Instruction 1 = In the excerpt about Stawrowski's book, which two features of modern Western society does he see as the crucial source of conflict in the contemporary world?

As a Pole, he is deeply concerned about efforts of his country to recover from decades of Soviet domination and restore its Western and traditional Christian heritage without being wholly absorbed into the progressive secularism that increasingly dominates Western Europe and America. Given the current situation of Poland, it is no surprise that Stawrowski’s book is more explicitly and practically political than King’s and offers us a different perspective from which to reflect upon the issues that bedevil conservatives on both sides of the Atlantic.

Stawrowski finds the crucial source of conflict in the contemporary world in the tension between two characteristic features of modern Western society: religious freedom and liberal democracy. Specifically, he is preoccupied with the threat posed by the latter to the former. The succession of his chapter titles yield a general idea of our present condition as he sees it: “Brave New World,” “Democracy as a Confessional State,” “Is Democracy Moral?” “Sleek Barbarians,” “An Apology for Christian Europe,” and, finally, “Let Us Convert Each Other Mutually! Religious freedom as the foundation of a community of communities.”

Instruction 2 = Rewrite the records from the line with "Target: wooden stick" through the end of the records, replacing "instance" with "occurrence" and leaving everything else unchanged.

Dataset extract =
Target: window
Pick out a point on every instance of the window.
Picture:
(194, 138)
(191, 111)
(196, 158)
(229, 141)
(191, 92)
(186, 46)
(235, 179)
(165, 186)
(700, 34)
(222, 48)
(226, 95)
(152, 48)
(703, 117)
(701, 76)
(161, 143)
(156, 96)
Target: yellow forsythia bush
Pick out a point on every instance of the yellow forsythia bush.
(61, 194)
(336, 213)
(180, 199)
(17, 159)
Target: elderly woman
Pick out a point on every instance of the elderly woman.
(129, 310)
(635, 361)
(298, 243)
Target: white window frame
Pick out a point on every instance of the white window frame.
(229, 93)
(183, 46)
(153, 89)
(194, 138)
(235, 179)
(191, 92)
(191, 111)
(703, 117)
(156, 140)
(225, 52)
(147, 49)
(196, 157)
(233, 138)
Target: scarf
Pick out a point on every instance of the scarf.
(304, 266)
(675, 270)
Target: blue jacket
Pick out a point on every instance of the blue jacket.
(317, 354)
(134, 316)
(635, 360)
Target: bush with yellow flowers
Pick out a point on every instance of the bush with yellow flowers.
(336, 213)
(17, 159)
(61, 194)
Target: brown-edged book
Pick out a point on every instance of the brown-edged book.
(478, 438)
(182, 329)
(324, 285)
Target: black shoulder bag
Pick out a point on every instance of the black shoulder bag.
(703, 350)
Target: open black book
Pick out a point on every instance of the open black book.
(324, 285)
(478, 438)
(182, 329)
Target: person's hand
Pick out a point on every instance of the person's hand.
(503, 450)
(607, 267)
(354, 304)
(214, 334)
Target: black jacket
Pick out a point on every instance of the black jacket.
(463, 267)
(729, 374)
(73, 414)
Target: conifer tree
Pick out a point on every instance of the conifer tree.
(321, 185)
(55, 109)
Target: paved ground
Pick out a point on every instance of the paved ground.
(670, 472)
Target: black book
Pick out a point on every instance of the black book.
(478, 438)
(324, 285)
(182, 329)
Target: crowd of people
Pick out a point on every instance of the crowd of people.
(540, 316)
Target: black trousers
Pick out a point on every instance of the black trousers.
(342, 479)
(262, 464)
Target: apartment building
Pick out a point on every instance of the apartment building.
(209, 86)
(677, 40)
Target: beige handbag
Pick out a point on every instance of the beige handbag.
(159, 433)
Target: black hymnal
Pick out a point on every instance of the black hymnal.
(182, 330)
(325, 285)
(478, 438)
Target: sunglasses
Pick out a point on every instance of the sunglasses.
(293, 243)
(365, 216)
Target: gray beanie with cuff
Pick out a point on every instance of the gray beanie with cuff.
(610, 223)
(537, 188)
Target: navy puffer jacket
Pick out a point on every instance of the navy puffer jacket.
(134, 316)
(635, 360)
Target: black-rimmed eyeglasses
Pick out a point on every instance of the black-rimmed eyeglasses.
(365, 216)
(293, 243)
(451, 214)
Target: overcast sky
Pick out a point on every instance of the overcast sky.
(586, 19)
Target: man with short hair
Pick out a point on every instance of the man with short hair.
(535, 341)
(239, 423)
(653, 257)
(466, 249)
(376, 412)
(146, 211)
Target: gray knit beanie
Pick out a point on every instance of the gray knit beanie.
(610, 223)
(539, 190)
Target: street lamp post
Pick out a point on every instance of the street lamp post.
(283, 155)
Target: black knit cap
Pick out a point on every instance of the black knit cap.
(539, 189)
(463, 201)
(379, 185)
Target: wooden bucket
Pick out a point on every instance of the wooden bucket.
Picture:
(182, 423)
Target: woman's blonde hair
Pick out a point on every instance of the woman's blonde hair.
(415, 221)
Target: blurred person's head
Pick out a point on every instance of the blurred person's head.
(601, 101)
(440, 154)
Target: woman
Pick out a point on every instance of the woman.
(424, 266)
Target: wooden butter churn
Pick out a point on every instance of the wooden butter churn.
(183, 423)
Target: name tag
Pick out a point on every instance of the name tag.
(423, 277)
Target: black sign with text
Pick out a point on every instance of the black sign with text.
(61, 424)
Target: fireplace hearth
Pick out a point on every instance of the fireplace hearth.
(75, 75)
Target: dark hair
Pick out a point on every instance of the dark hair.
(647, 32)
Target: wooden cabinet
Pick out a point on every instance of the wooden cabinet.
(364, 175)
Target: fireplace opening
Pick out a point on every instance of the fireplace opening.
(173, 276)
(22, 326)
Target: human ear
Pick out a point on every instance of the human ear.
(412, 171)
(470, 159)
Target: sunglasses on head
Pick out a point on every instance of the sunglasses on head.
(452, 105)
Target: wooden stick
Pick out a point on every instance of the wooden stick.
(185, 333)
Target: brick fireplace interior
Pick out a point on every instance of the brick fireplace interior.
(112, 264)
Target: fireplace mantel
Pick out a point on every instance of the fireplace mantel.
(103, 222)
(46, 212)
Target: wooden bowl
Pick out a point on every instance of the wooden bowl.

Task response 1 = Religious freedom and liberal democracy.

Task response 2 =
Target: wooden stick
Pick out a point on every occurrence of the wooden stick.
(185, 333)
Target: brick fireplace interior
Pick out a point on every occurrence of the brick fireplace interior.
(112, 264)
Target: fireplace mantel
Pick out a point on every occurrence of the fireplace mantel.
(103, 222)
(46, 212)
Target: wooden bowl
Pick out a point on every occurrence of the wooden bowl.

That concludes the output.